▶ [Objective] Set out the lines of the data below as a numbered list, starting at the line containing "rear wheel in the photo above." and ending at the line containing "x=915, y=105". Leave out any blank lines.

┄┄┄┄┄┄┄┄┄┄

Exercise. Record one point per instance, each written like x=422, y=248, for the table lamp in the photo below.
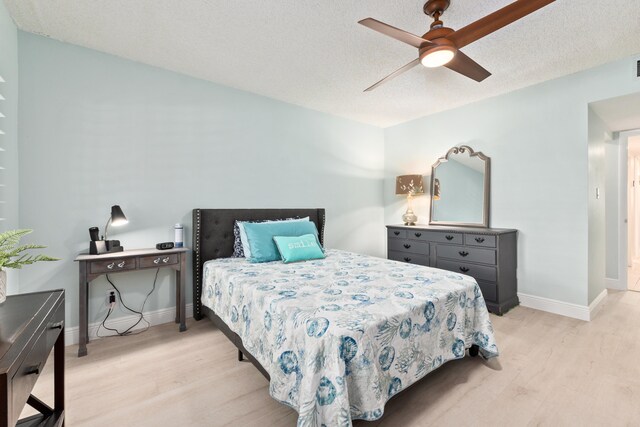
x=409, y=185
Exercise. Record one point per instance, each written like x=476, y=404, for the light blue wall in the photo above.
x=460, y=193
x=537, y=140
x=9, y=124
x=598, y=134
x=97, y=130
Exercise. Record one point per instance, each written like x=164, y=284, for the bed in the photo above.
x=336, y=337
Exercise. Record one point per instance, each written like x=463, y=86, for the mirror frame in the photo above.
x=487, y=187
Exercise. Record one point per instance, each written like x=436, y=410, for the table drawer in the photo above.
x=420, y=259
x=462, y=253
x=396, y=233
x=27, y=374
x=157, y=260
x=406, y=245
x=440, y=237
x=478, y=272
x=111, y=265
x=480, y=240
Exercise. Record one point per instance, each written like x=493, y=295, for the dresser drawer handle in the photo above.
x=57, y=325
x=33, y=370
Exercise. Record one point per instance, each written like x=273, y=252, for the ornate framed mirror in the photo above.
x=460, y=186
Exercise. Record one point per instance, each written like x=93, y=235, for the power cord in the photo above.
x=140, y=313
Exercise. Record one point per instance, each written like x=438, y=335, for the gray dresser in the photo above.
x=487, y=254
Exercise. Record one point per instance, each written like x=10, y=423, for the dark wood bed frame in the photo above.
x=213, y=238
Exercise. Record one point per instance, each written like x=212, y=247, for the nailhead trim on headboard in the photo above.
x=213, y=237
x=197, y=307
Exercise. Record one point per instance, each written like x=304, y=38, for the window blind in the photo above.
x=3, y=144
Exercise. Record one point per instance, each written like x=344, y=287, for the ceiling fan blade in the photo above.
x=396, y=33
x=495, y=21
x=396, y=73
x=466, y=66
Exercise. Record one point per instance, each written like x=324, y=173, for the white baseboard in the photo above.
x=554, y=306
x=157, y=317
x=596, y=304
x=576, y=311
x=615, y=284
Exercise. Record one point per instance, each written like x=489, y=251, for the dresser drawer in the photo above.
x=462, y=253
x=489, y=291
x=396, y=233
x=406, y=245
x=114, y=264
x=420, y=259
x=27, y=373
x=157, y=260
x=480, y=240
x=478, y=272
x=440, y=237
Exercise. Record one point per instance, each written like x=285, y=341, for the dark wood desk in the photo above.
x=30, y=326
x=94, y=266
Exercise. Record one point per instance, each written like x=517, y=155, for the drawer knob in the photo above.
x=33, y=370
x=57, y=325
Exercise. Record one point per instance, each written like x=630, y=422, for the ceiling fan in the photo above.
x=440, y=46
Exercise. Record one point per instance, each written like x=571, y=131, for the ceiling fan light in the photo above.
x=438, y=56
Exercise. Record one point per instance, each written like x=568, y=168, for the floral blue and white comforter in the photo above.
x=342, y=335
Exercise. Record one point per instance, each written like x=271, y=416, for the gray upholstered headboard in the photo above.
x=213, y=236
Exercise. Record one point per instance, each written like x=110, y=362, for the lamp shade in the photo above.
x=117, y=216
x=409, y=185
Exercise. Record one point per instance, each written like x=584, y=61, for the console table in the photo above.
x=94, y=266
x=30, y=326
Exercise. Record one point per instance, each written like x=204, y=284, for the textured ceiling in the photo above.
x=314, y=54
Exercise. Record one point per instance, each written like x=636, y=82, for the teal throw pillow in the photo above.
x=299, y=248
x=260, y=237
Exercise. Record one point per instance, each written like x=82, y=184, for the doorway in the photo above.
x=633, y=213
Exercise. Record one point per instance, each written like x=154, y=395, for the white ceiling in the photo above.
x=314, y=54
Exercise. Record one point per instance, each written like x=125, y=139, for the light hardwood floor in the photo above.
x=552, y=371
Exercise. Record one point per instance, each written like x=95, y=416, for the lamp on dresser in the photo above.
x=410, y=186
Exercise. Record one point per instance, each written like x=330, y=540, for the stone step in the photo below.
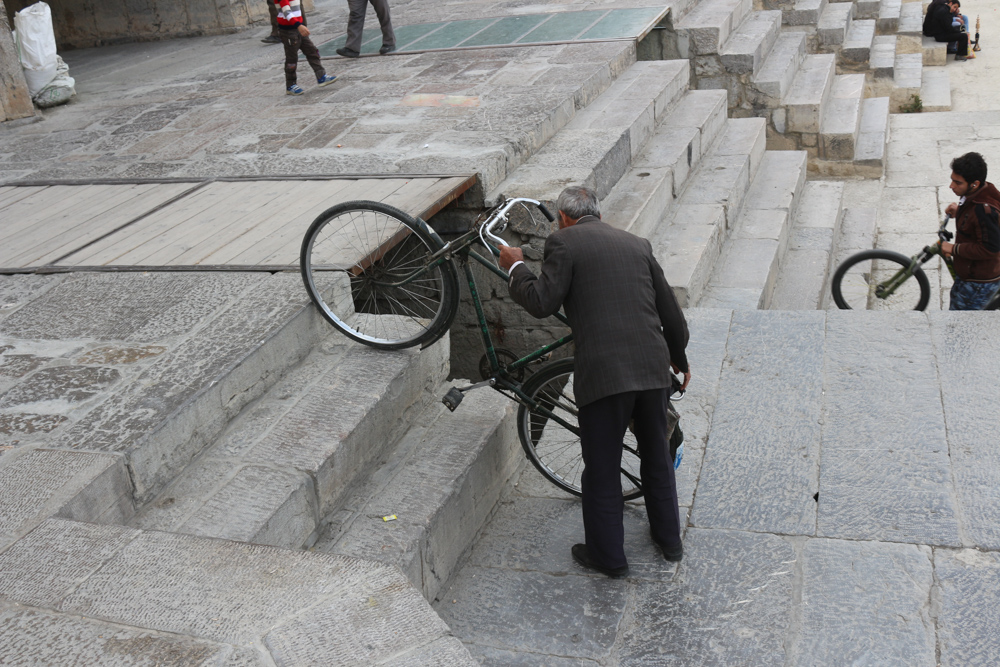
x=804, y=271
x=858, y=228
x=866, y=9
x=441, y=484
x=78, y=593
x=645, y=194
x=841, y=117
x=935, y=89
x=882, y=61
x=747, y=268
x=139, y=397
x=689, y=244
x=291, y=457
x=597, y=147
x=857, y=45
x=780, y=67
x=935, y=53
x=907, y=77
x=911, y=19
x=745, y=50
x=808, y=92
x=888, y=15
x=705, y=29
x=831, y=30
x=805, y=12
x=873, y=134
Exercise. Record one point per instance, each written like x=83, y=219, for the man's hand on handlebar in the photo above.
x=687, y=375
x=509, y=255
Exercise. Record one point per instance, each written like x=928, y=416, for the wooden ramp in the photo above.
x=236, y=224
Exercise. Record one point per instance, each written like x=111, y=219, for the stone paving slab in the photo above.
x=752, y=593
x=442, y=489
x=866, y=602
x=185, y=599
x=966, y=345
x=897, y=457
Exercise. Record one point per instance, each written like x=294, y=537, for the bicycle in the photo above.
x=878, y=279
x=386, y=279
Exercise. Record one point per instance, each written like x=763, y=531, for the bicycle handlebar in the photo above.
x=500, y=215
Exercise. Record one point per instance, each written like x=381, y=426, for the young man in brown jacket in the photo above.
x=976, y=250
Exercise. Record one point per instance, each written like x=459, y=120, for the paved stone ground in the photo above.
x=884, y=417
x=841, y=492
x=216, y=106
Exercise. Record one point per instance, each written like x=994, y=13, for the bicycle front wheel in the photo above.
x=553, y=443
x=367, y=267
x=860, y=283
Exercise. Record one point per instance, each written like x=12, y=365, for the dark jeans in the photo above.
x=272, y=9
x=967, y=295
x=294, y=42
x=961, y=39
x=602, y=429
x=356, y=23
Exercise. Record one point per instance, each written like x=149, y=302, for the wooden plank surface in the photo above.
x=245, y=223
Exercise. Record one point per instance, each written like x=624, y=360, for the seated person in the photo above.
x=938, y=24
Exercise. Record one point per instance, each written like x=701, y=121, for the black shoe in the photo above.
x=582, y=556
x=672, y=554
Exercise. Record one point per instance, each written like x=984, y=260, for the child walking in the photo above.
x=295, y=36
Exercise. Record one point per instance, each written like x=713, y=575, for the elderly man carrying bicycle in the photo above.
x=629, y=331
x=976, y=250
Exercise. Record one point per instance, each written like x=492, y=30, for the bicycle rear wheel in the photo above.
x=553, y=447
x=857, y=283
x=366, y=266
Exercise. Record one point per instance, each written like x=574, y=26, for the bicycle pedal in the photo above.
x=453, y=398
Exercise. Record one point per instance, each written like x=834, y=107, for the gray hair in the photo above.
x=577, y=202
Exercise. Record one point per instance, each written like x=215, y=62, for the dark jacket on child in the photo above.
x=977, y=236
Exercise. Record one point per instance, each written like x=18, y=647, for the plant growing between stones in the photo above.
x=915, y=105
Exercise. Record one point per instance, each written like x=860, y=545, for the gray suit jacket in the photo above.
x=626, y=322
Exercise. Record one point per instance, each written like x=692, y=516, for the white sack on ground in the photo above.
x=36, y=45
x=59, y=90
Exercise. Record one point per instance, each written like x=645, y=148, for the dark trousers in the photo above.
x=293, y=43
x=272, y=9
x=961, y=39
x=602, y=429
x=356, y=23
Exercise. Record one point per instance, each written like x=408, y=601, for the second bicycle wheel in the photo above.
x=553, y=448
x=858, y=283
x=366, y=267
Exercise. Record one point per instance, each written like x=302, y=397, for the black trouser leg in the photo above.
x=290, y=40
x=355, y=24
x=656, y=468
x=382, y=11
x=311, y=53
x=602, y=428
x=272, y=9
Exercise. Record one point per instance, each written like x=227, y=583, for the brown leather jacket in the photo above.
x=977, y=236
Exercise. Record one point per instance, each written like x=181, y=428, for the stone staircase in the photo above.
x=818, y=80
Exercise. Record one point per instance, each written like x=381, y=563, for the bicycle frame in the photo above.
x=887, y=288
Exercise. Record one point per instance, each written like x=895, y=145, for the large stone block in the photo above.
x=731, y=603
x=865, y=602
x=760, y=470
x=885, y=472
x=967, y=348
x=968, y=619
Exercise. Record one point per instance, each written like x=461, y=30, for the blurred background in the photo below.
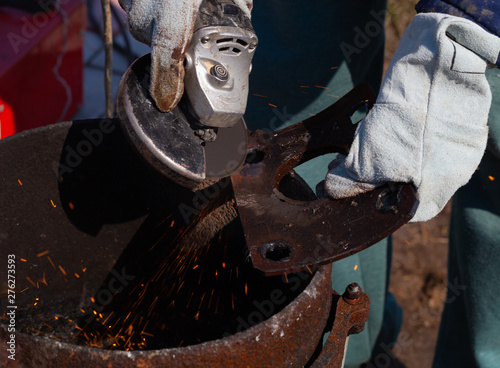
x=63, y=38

┄┄┄┄┄┄┄┄┄┄

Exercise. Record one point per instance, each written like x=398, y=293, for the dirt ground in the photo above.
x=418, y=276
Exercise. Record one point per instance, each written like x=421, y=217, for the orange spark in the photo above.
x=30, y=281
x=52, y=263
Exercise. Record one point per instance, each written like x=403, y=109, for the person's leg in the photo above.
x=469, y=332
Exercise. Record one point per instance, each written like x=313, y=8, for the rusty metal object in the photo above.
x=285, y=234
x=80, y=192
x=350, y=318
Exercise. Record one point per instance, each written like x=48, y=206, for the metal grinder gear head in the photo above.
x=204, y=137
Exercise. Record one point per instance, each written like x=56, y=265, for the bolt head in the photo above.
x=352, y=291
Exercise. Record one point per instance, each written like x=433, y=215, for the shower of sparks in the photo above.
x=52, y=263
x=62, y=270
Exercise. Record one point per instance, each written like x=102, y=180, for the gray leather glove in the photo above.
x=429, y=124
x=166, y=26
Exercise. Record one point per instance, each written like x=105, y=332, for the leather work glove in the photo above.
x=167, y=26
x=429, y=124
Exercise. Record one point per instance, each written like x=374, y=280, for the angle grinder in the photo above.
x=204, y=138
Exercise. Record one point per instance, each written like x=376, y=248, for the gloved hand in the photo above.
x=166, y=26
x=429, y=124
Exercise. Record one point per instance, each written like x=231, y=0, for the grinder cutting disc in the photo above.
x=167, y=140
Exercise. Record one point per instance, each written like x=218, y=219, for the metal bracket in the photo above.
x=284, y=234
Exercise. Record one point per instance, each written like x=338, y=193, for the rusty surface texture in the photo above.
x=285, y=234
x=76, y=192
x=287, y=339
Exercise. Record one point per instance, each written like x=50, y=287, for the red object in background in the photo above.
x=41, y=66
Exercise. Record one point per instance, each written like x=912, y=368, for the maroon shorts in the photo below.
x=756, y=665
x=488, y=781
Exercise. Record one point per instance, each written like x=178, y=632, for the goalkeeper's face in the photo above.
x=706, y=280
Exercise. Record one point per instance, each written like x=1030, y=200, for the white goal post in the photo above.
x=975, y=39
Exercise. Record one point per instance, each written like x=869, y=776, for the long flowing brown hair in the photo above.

┄┄┄┄┄┄┄┄┄┄

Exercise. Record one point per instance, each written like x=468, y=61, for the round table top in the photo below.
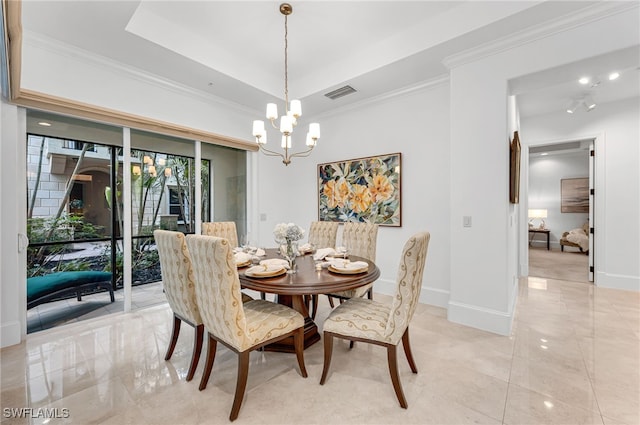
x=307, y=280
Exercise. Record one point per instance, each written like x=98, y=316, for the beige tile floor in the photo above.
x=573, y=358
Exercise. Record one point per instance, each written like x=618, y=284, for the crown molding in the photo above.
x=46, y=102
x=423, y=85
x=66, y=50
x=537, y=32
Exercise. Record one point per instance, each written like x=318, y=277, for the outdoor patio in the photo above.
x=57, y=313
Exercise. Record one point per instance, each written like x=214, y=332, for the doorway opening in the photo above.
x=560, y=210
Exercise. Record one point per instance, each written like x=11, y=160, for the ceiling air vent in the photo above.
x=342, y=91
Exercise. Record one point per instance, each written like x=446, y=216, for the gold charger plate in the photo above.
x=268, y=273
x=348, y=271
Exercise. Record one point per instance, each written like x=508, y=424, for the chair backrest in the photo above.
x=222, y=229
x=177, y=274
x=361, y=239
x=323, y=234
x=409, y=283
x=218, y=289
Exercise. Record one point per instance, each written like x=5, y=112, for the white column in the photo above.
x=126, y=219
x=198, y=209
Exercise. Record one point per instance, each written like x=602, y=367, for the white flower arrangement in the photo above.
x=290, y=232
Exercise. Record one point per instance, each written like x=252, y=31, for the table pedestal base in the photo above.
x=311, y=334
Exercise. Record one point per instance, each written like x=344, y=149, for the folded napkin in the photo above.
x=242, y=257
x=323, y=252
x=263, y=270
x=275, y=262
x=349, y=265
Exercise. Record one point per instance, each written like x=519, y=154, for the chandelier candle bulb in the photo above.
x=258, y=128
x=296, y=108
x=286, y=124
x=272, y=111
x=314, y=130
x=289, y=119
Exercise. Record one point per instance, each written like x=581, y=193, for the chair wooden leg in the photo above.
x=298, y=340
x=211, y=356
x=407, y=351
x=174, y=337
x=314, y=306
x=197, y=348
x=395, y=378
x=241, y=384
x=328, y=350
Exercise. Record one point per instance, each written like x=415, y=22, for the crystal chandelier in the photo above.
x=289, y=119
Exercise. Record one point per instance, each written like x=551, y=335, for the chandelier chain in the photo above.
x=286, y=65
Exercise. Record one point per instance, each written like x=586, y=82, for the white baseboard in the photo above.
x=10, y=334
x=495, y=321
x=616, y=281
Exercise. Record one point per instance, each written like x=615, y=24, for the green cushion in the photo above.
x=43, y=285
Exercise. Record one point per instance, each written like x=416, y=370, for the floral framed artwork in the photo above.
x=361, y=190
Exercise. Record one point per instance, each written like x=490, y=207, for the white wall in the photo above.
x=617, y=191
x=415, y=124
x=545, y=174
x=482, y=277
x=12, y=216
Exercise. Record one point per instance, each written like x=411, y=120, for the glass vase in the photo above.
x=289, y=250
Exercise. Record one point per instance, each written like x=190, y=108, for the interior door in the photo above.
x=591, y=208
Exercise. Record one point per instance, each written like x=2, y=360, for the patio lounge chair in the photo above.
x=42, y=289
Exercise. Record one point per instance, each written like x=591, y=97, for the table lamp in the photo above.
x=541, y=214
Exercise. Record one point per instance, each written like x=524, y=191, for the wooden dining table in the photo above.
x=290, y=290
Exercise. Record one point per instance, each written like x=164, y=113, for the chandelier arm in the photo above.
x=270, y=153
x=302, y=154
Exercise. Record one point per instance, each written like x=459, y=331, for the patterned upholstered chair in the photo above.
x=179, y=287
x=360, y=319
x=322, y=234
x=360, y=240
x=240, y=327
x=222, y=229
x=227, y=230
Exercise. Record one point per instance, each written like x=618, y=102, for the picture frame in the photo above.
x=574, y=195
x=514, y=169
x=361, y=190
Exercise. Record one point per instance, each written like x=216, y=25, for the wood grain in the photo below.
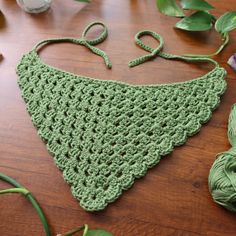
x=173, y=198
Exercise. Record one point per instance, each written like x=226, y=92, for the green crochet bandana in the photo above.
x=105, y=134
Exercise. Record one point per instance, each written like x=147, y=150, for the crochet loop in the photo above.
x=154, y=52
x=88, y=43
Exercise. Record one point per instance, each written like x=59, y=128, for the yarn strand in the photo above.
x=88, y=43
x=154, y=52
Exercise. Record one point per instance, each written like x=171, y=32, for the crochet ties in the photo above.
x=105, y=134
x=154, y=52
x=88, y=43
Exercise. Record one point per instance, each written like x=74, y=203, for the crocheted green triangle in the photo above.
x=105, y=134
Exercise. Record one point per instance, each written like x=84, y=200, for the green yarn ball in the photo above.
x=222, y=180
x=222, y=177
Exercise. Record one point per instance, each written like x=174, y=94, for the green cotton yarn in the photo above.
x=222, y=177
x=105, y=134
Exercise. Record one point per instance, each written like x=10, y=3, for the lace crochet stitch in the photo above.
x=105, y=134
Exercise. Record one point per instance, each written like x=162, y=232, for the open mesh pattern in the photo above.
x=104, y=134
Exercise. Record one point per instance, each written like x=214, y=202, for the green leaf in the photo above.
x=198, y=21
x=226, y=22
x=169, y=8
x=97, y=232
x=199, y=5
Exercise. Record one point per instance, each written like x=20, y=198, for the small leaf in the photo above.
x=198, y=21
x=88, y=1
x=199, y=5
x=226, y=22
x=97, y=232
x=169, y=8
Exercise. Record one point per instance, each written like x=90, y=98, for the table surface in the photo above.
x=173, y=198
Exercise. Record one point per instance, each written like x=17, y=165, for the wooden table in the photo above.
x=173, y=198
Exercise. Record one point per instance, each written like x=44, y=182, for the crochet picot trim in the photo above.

┄┄┄┄┄┄┄┄┄┄

▶ [Task result]
1. Exercise. Record one point per instance, each written like x=492, y=30, for the bicycle rear wheel in the photo above.
2. x=553, y=447
3. x=857, y=283
4. x=366, y=266
5. Exercise. Record one point per instance, each written like x=574, y=26, for the bicycle pedal in the photo above.
6. x=453, y=398
7. Exercise. Record one point per instance, each written like x=834, y=107, for the gray hair in the photo above.
8. x=577, y=202
9. Exercise. Record one point per instance, each written like x=215, y=62, for the dark jacket on child in the photo above.
10. x=977, y=236
11. Exercise. Record one point per instance, each written like x=18, y=647, for the plant growing between stones in the photo above.
12. x=915, y=105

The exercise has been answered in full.